Saved data entries:
══════════
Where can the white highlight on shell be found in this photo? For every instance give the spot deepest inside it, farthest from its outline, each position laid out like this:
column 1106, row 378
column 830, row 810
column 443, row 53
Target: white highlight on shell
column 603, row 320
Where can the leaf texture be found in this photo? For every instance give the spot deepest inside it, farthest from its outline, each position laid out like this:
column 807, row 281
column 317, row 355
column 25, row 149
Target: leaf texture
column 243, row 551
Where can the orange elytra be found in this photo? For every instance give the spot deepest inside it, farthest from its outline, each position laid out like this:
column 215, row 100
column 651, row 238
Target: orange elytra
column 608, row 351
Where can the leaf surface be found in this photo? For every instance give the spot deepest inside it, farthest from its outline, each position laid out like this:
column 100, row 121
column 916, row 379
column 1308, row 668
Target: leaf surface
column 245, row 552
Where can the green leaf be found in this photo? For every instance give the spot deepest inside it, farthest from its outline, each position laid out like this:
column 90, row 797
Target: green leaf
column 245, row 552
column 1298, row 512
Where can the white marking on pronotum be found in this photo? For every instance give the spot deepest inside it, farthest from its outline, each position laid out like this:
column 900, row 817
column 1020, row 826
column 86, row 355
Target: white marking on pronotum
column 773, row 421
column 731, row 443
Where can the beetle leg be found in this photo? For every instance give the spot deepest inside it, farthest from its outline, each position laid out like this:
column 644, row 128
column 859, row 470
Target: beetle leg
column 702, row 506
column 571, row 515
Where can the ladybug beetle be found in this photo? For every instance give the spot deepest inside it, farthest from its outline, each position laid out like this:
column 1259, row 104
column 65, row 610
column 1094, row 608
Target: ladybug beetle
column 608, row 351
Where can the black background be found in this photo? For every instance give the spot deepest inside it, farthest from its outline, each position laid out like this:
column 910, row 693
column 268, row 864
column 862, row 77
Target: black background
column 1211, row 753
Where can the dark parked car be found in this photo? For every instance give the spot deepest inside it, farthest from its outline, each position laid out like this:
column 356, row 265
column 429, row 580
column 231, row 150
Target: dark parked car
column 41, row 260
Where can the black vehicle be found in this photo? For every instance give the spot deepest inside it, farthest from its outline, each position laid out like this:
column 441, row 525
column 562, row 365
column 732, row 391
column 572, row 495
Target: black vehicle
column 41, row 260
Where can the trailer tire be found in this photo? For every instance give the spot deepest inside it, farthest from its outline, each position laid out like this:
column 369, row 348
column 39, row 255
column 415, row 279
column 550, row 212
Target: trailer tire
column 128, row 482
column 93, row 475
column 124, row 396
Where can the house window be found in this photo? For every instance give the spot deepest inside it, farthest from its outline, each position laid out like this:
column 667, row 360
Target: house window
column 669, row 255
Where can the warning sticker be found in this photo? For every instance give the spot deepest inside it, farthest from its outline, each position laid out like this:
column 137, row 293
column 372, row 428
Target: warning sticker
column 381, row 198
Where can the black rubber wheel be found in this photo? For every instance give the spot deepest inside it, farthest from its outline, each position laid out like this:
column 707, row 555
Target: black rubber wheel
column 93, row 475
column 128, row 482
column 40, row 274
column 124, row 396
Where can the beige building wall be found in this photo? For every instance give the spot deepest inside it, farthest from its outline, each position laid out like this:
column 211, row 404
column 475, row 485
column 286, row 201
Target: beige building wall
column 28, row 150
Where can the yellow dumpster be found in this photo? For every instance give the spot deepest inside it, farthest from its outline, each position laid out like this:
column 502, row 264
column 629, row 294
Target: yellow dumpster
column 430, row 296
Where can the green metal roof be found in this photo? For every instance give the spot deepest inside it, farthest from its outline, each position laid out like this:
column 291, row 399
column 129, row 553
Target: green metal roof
══════════
#### Task instructions:
Only the lines above from the line containing "column 39, row 255" through the line containing "column 667, row 360" should be retyped, exactly and with both ends included.

#### Completed exercise:
column 39, row 255
column 415, row 279
column 550, row 212
Target: trailer tire
column 128, row 482
column 93, row 475
column 124, row 396
Where can the house window be found in this photo? For every instance give the spot deepest inside it, farthest from its outline, each position laid out like this:
column 667, row 360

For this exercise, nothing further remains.